### EXTRAIT DU DOCUMENT
--------------------

Le discours des maires du Secteur Nord est pourtant clair. La population ne veut pas d’un projet qui perpétue l’image d’une gestion publique renfrognée et obtuse où la valeur d’un projet est inversement proportionnelle à son coût. La gestion des matières résiduelles constitue le défi de l’avenir pour les populations des bassins versants et les élus doivent envisager dorénavant avec ouverture et intelligence « toutes » les options avant d’engager les fonds publics dans un projet concret. Leur argumentaire est fondé sur des facteurs économiques, sociaux et environnementaux raisonnés et rationnels qui n’ont rien d’une simple question de principes. Que les élus de la MRC se le tiennent pour dit.

--------------------

### ENTRÉES DE DONNÉES
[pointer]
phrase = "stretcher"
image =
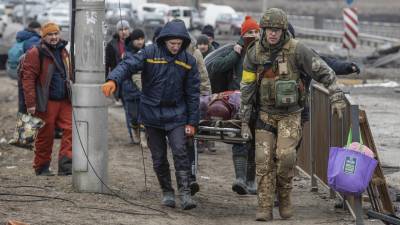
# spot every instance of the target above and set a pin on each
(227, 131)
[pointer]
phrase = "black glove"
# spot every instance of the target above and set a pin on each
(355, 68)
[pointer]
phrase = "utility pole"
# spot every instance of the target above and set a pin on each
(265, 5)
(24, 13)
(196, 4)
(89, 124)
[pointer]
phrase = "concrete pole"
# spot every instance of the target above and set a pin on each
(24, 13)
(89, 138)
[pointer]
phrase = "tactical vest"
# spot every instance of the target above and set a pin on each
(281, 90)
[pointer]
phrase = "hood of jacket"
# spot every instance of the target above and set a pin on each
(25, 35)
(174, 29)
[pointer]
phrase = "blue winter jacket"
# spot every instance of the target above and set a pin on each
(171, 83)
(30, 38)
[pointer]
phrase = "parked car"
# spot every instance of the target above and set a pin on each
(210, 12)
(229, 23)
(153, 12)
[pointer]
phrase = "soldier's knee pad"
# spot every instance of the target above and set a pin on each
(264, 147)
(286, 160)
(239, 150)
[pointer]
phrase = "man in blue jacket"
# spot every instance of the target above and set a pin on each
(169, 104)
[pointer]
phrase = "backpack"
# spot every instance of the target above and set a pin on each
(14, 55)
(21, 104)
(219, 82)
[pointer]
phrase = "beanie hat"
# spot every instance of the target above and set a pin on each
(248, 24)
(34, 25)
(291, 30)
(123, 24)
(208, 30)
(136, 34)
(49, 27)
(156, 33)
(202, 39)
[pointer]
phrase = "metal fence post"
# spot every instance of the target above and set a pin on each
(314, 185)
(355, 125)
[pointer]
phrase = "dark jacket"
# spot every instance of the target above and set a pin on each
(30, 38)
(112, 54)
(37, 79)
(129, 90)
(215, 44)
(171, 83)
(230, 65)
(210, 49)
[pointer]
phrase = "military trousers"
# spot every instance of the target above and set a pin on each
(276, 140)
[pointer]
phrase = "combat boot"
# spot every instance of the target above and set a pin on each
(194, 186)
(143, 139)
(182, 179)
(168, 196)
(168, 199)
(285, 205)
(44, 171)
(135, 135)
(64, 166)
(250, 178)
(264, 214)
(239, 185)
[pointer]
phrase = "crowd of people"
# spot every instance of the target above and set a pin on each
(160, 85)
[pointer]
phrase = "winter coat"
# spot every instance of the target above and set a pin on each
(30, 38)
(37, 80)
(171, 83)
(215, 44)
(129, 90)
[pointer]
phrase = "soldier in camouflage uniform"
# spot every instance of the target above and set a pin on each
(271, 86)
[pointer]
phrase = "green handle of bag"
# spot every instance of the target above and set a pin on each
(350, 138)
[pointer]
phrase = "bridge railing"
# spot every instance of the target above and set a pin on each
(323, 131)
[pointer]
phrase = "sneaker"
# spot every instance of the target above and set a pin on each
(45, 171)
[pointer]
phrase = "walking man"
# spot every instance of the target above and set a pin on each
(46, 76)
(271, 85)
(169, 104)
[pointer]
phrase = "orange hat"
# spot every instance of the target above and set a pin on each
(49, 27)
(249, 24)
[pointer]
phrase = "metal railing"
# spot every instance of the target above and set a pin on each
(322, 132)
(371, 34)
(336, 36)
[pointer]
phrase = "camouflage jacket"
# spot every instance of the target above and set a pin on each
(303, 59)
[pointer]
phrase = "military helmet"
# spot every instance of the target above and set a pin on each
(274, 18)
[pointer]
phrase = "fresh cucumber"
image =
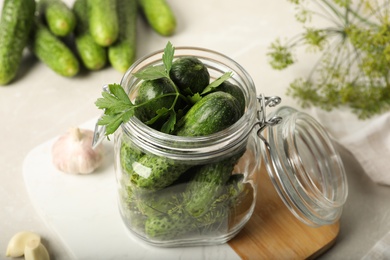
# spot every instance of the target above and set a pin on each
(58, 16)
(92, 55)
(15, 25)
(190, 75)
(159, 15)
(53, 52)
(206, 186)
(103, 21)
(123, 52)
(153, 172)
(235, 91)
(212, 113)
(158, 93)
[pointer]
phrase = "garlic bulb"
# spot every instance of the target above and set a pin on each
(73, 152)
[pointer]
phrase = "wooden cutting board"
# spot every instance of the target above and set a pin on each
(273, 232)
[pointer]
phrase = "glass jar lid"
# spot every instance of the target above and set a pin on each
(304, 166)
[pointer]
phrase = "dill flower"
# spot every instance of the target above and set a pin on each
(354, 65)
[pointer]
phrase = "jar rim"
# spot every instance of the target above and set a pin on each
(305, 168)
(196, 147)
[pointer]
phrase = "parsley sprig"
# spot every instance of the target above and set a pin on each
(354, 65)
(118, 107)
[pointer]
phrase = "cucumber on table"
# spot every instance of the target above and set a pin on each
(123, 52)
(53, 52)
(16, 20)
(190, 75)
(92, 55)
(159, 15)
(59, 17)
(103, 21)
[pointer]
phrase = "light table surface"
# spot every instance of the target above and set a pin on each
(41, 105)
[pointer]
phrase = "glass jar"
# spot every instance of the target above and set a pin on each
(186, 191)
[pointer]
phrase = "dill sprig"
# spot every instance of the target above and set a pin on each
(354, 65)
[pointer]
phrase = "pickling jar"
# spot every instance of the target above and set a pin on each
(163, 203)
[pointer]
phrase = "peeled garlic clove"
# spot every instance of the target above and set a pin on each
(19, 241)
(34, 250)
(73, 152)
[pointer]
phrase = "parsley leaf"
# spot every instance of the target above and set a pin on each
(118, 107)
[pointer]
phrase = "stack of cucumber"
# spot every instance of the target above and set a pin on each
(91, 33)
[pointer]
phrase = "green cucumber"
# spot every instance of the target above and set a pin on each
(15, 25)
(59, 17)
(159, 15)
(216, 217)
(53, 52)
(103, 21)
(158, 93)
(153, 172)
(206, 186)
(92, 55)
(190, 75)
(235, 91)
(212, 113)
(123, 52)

--------------------

### TRAVAIL DEMANDÉ
1. Reformulez sous forme de liste le paragraphe de l'extrait qui commence par « Le discours des maires du Secteur Nord », en conservant ses faits principaux.
2. Reproduisez fidèlement le passage de l'extrait allant de « Le discours des » jusqu'à « tiennent pour dit. ».
Appuyez-vous exclusivement sur l'extrait, sans recourir au listing.

### RÉPONSES PROPOSÉES
1.
- Les maires du Secteur Nord tiennent un discours clair.
- La population refuse un projet qui perpétue l'image d'une gestion publique renfrognée et obtuse, où la valeur d'un projet est inversement proportionnelle à son coût.
- La gestion des matières résiduelles constitue le défi de l'avenir pour les populations des bassins versants.
- Les élus doivent désormais examiner toutes les options avec ouverture et intelligence avant d'engager des fonds publics dans un projet concret.
- L'argumentaire des maires repose sur des facteurs économiques, sociaux et environnementaux raisonnés et rationnels, et non sur une simple question de principes.
- Les élus de la MRC sont ainsi mis en garde.

2.
Le discours des maires du Secteur Nord est pourtant clair. La population ne veut pas d’un projet qui perpétue l’image d’une gestion publique renfrognée et obtuse où la valeur d’un projet est inversement proportionnelle à son coût. La gestion des matières résiduelles constitue le défi de l’avenir pour les populations des bassins versants et les élus doivent envisager dorénavant avec ouverture et intelligence « toutes » les options avant d’engager les fonds publics dans un projet concret. Leur argumentaire est fondé sur des facteurs économiques, sociaux et environnementaux raisonnés et rationnels qui n’ont rien d’une simple question de principes. Que les élus de la MRC se le tiennent pour dit.